*TASK PROMPT*
Switch every "single point" in the rows below to "single marker" and write the rows out again, keeping everything else the same.

==========

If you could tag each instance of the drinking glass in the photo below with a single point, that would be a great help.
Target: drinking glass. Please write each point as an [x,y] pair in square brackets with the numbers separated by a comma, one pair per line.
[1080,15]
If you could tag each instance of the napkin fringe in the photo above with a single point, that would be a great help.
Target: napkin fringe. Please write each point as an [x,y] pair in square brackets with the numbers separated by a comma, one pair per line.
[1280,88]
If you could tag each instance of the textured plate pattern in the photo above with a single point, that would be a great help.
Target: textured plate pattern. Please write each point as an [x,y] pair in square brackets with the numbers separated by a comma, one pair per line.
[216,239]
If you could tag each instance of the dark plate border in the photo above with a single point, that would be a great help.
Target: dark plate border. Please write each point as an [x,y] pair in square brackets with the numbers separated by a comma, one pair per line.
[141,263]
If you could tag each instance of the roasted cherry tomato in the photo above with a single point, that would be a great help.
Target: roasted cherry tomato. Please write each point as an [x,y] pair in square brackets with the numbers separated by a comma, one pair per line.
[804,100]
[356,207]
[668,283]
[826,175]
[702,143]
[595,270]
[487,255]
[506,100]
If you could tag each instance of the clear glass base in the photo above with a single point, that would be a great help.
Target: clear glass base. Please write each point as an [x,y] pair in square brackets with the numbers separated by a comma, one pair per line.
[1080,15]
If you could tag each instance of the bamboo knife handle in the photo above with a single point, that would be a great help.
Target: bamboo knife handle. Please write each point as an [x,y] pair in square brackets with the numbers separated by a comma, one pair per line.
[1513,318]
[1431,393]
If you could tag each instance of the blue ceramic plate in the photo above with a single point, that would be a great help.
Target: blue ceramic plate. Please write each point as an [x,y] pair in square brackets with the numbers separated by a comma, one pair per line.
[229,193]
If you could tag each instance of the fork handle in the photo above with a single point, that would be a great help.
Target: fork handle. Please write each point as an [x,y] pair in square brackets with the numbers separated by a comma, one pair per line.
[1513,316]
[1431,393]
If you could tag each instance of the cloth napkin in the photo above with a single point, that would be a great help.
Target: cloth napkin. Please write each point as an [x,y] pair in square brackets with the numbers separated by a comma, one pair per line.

==========

*CORRECT RESPONSE*
If you could tag each instance of the drinking glass in the photo below with a single marker, that would be a great help.
Target: drinking glass. Please write each point as an [x,y] pair in square brackets with the numbers separated by a comma, one pair per line.
[1080,15]
If you could tag each instance of the napkin fringe in the photo above with a single marker, that would be a great help.
Target: napkin fringe. Please write each point as an [x,y] pair in square brackets with the numbers separated by a comma, one pair per line.
[1280,88]
If you could tag each instance of the textured plate pattern in the photo above with a single marker, that would be a great help.
Target: textured plate pattern. Please write each point as an [x,y] pair in square brackets with the numbers separated by a comma, one pair per line.
[216,239]
If you could tag each instance of the dark plate border in the photo above with a single marker, that would be a great help.
Target: dark plate border. Please write each point as an [x,y] pair in square brackets with the numbers separated by a comma, one pair per line.
[141,263]
If you could tag each instance of the roasted cherry tomato in the photo above with a single marker, that would be a great help.
Target: roasted cherry tomato. Please write each point as an [x,y] pair in square brackets with the numbers separated by a comma, one pair per line.
[804,100]
[356,207]
[668,283]
[826,175]
[702,143]
[595,270]
[487,255]
[506,100]
If you could tag each instance of the clear glass base in the photo above with a single marker, that would be a great help.
Target: clear glass base. Please write each point as an [x,y] pair in square brackets with the numbers separated by a comma, one pair per line.
[1080,15]
If you could tag each instance of the bamboo knife handle in the photo above with a single marker, that would be a great help.
Target: bamboo knife handle. Please write each point as an [x,y] pair in square brackets with the numbers separated by a comma, one pair per line.
[1513,318]
[1431,393]
If you could tag each instance of the blue ceramic plate in the photo above with a single marker, that would be a great help.
Target: blue ceramic plate. Please write each point as an [x,y] pair in square brackets with the numbers separated by a comma, one pair per line.
[229,193]
If you could tag each instance of the fork handle in the photo above with a single marker, that would be a great help.
Target: fork handle. Please write each point as an [x,y] pair in square brackets with the numbers separated by a comma, one pair per line.
[1513,316]
[1431,393]
If you could tag each instance of the cloth napkin in the photo above with a single marker, that would be a great help.
Target: cloth napkin. Please write each point as an [x,y] pair in square brackets with the numbers separated by a comma, one pair per line.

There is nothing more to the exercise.